### Exercise goal
Transcribe every line of the listing below without any deviation.

### Records for the exercise

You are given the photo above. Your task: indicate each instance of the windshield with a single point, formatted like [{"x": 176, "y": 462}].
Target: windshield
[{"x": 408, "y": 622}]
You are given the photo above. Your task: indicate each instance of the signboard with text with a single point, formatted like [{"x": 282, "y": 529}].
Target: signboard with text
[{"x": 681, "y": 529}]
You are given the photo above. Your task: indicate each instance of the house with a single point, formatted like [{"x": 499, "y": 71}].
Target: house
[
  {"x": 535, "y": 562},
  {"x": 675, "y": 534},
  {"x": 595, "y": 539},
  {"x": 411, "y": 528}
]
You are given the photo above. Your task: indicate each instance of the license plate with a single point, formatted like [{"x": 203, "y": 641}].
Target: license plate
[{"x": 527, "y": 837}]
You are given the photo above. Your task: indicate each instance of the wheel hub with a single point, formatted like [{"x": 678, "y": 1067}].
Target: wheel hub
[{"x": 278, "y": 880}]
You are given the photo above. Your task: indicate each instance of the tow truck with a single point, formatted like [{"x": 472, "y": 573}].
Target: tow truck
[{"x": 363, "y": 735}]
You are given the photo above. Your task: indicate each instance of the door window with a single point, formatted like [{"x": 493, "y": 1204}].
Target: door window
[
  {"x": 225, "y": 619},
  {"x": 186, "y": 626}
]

### The solution
You are given the photo above. Your task: indicate each instance of the windshield with a single point, formatted like [{"x": 176, "y": 462}].
Target: windshield
[{"x": 408, "y": 622}]
You are given the photo above. Your task: indicate each instance of the signboard with text with a single point, formatted like [{"x": 282, "y": 529}].
Target: signboard with text
[{"x": 681, "y": 529}]
You are given the photo above. Your task: indicate each instance of the house with a single point, formatted like [{"x": 499, "y": 71}].
Target: house
[
  {"x": 535, "y": 562},
  {"x": 675, "y": 534},
  {"x": 595, "y": 539},
  {"x": 411, "y": 528}
]
You are given the photo above. Your task: indicate each instance of the license plate with a single point, formatted like [{"x": 203, "y": 641}].
Target: license plate
[{"x": 527, "y": 837}]
You are given the photo above. Your task: indicate each instance of the wheel hub with a single point, formatted like [{"x": 678, "y": 1067}].
Target: wheel hub
[{"x": 278, "y": 880}]
You are given the photo above. Your task: indicate each instance of the tow truck with a single point, formatted like [{"x": 472, "y": 573}].
Target: tow truck
[{"x": 363, "y": 735}]
You are given the photo above. Your task: indicate each instance of the door window with a single point, formatted like [{"x": 493, "y": 1204}].
Target: door window
[
  {"x": 225, "y": 619},
  {"x": 186, "y": 626}
]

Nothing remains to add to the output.